> **SHORT TASK 1**:
Answer these questions from the Java streams tutorial.
(a) Which three operations does the tutorial list as intermediate operators?
(b) Which three operations does it list as terminators?
(c) Which method does it name for creating a stream with a fixed set of elements?
> **SHORT TASK 2**: Proceed with the Java streams tutorial, picking up right after its last line.
** start DOCUMENT **
Stream is an abstraction of data operations. It takes input from the collections, Arrays of I/O channels.

From imperative to declarative

For example, given a list of people, find out the first 10 people with age less or equals to 18.

The following solution is the imperative approach:

public void imperativeApproach() throws IOException {
        List<Person> people = MockData.getPeople();

        List<Person> peopleAbove18 = new ArrayList<>();
        for (Person person : people) {
            if (person.getAge() <= 18) {
                peopleAbove18.add(person);
            }
        }

        for (Person person: peopleAbove18) {
            System.out.print(person);
        }
}

The following is the declare approach style:

public void declareApproach() throws IOException {
        List<Person> people = MockData.getPeople();
       people.stream()
                    // a lambda function as a filter
                  .filter(person -> person.getAge() <= 18)
                  .limit(10)
                  .collect(Collectors.toList())
                  .forEach(System.out::print);
}

Abstraction

We mentioned that stream is an abstraction to the data manipulation. It abstract them in the following way:

  • Concrete: can be the Sets, Lists, Maps, etc
  • Stream: can be filter, map, etc.
  • Concrete: collect the data to make it concrete again.

Intermediate and Terminate Operation

Java stream has different operation units:

  • Intermediate operators: map, filter, sorted
  • Terminators: collect, foreach, reduce

Each intermediate operation is lazily executed and return a stream, until a terminal operation is met.

Range

With IntStream.range(), you can create a stream with fixed set of elements, for example:

    public void rangeIteratingLists() throws Exception {
        List<Person> people = MockData.getPeople();

        // Use int stream to loop through the list and print the object.
        IntStream.range(0, 10).forEach(i -> System.out.println(people.get(i)));

        // If you want to use for the first elements
        people.stream().limit(10).forEach(System.out::println);
    }

You can also iterate the function for the given number times:

    public void intStreamIterate() throws Exception {
        // This is very much like the fold function on Kotlin,
        // that it keep iterating based on the iterator you provided.
** end DOCUMENT **
** start PROVIDED DATA **
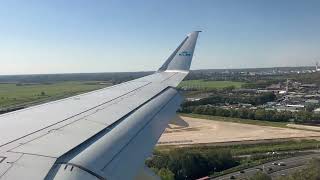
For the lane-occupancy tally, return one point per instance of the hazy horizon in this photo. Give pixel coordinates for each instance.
(77, 36)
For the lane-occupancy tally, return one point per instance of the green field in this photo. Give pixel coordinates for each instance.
(12, 95)
(203, 84)
(238, 120)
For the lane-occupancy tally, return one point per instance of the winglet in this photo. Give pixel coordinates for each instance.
(180, 59)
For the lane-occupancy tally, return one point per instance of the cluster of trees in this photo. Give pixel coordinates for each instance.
(233, 99)
(259, 114)
(190, 163)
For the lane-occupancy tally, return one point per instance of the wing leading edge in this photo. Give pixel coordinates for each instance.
(104, 134)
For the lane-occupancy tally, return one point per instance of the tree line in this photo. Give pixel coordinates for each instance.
(188, 163)
(256, 114)
(233, 99)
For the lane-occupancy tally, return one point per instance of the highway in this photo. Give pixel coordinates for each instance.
(288, 165)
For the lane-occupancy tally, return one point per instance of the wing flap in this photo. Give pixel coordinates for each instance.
(121, 147)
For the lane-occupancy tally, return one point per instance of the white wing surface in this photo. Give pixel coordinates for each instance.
(103, 134)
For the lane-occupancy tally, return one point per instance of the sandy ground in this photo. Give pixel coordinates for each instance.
(186, 130)
(305, 127)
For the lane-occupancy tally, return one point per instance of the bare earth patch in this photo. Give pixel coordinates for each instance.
(186, 130)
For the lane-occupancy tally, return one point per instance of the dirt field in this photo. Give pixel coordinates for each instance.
(186, 130)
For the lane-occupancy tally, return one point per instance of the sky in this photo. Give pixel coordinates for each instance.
(80, 36)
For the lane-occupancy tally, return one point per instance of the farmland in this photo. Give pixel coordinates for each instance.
(204, 84)
(18, 94)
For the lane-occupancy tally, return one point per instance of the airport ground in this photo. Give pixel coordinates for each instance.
(188, 130)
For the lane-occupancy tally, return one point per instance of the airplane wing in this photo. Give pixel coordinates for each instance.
(103, 134)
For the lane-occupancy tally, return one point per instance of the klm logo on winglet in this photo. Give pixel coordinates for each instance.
(185, 53)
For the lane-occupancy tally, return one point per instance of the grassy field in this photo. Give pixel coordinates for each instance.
(21, 94)
(238, 120)
(203, 84)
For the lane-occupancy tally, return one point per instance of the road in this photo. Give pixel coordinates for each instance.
(291, 164)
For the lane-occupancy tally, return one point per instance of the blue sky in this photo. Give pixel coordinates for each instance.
(61, 36)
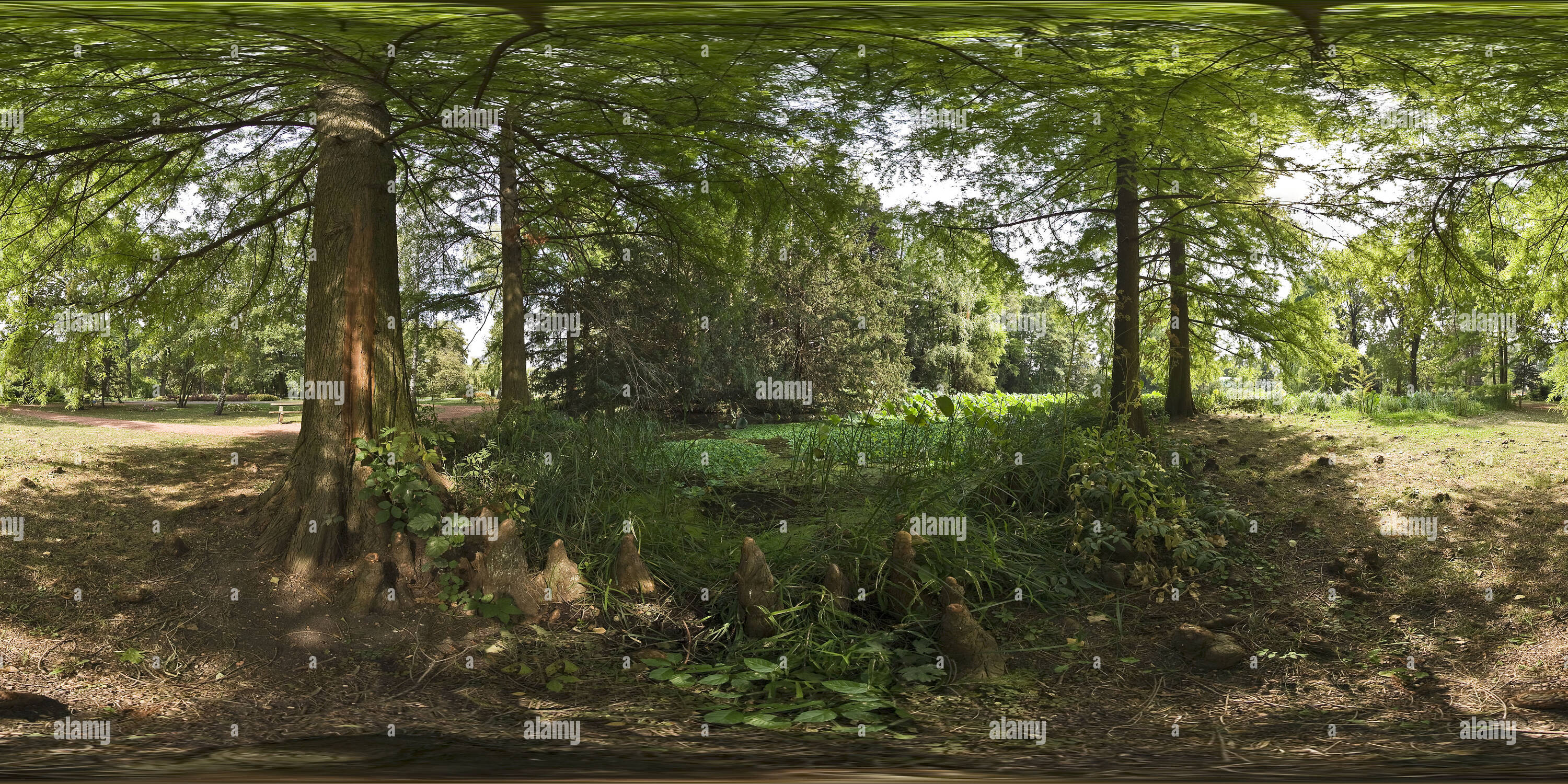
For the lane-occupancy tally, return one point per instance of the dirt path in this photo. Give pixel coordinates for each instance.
(444, 414)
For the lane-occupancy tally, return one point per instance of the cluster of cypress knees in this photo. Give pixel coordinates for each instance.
(501, 568)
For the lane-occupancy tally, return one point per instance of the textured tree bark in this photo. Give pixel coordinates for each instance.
(836, 587)
(1178, 386)
(904, 576)
(631, 573)
(1415, 353)
(223, 393)
(973, 650)
(513, 283)
(353, 339)
(758, 598)
(1126, 388)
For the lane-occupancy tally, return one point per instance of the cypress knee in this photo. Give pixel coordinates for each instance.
(970, 647)
(904, 578)
(952, 593)
(504, 571)
(631, 573)
(562, 576)
(838, 587)
(758, 596)
(371, 582)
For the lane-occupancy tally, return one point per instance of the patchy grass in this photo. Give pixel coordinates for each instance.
(1501, 527)
(250, 414)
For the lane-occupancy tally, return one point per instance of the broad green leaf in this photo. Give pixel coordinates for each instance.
(725, 717)
(847, 687)
(761, 665)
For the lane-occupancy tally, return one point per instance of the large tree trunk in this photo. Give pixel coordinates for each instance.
(352, 339)
(1178, 386)
(1126, 388)
(513, 283)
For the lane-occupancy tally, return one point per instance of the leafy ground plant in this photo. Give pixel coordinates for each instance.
(767, 695)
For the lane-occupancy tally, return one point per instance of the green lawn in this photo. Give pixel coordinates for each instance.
(195, 414)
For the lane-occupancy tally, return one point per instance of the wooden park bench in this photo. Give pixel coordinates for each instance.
(284, 407)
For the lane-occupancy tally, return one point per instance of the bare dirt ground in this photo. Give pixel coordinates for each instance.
(443, 413)
(236, 689)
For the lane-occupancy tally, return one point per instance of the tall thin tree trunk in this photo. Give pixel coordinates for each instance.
(1415, 353)
(513, 287)
(223, 393)
(1503, 358)
(353, 341)
(1126, 386)
(1178, 386)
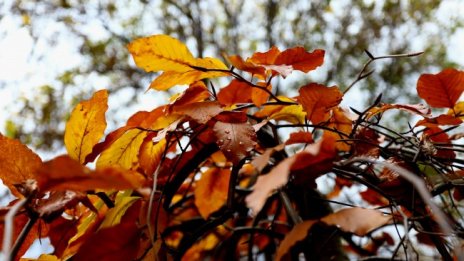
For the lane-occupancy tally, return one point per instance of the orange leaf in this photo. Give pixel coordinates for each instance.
(211, 191)
(117, 243)
(266, 57)
(64, 173)
(150, 154)
(258, 96)
(317, 100)
(235, 92)
(443, 119)
(315, 154)
(86, 126)
(196, 92)
(300, 59)
(124, 151)
(441, 90)
(200, 112)
(419, 109)
(359, 221)
(436, 134)
(342, 122)
(300, 137)
(18, 163)
(298, 233)
(235, 136)
(250, 67)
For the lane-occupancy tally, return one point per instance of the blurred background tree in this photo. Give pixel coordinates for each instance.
(78, 46)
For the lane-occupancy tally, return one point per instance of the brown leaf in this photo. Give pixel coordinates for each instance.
(436, 134)
(211, 191)
(359, 221)
(64, 173)
(200, 112)
(235, 137)
(61, 231)
(318, 100)
(235, 92)
(298, 233)
(117, 243)
(86, 126)
(300, 137)
(443, 119)
(419, 109)
(441, 90)
(314, 155)
(18, 163)
(300, 59)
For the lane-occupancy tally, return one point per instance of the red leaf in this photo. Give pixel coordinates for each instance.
(441, 90)
(235, 138)
(117, 243)
(300, 59)
(236, 92)
(317, 100)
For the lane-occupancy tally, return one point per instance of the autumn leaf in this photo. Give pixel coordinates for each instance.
(235, 92)
(196, 92)
(64, 173)
(86, 126)
(298, 233)
(359, 221)
(290, 113)
(441, 90)
(443, 119)
(235, 136)
(211, 191)
(124, 151)
(161, 53)
(341, 122)
(201, 112)
(317, 100)
(300, 137)
(300, 59)
(315, 154)
(150, 154)
(61, 231)
(164, 53)
(18, 163)
(117, 243)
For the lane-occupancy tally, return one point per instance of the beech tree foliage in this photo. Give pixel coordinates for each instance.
(212, 175)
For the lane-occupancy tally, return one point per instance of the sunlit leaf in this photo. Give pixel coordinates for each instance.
(18, 163)
(64, 173)
(124, 151)
(117, 243)
(161, 53)
(298, 233)
(200, 112)
(300, 59)
(441, 90)
(359, 221)
(317, 100)
(211, 191)
(235, 92)
(86, 126)
(235, 136)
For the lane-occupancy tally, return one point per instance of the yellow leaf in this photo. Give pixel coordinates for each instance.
(17, 163)
(124, 151)
(211, 191)
(161, 53)
(86, 126)
(114, 215)
(169, 79)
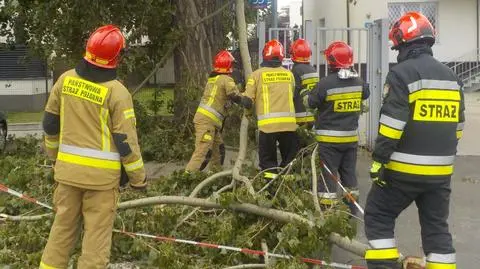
** end PROVIDED DATA **
> **TASK RESULT 1**:
(a) map, filter, sorted
(b) collect, foreach, reduce
(c) IntStream.range()

> **TASK RESULT 2**:
        IntStream.iterate(0, operand -> operand + 1).limit(10).forEach(System.out::println);
    }

Max, Min and Comparators

Java stream provides built in Min/Max function that support customized comparators. For example:

    public void min() throws Exception {
        final List<Integer> numbers = ImmutableList.of(1, 2, 3, 100, 23, 93, 99);

        int min = numbers.stream().min(Comparator.naturalOrder()).get();

        System.out.println(min);
    }

Distinct

Sometimes, we would like to get the distinct elements from the stream, then we could use the distinct api of the stream

  public void distinct() throws Exception {
    final List<Integer> numbers = ImmutableList.of(1, 1, 2, 2, 3, 3, 4, 4, 5, 5, 6, 6, 7, 7, 8, 8, 9, 9, 9, 9, 9);

    List<Integer> distinctNumbers = numbers.stream()
        .distinct()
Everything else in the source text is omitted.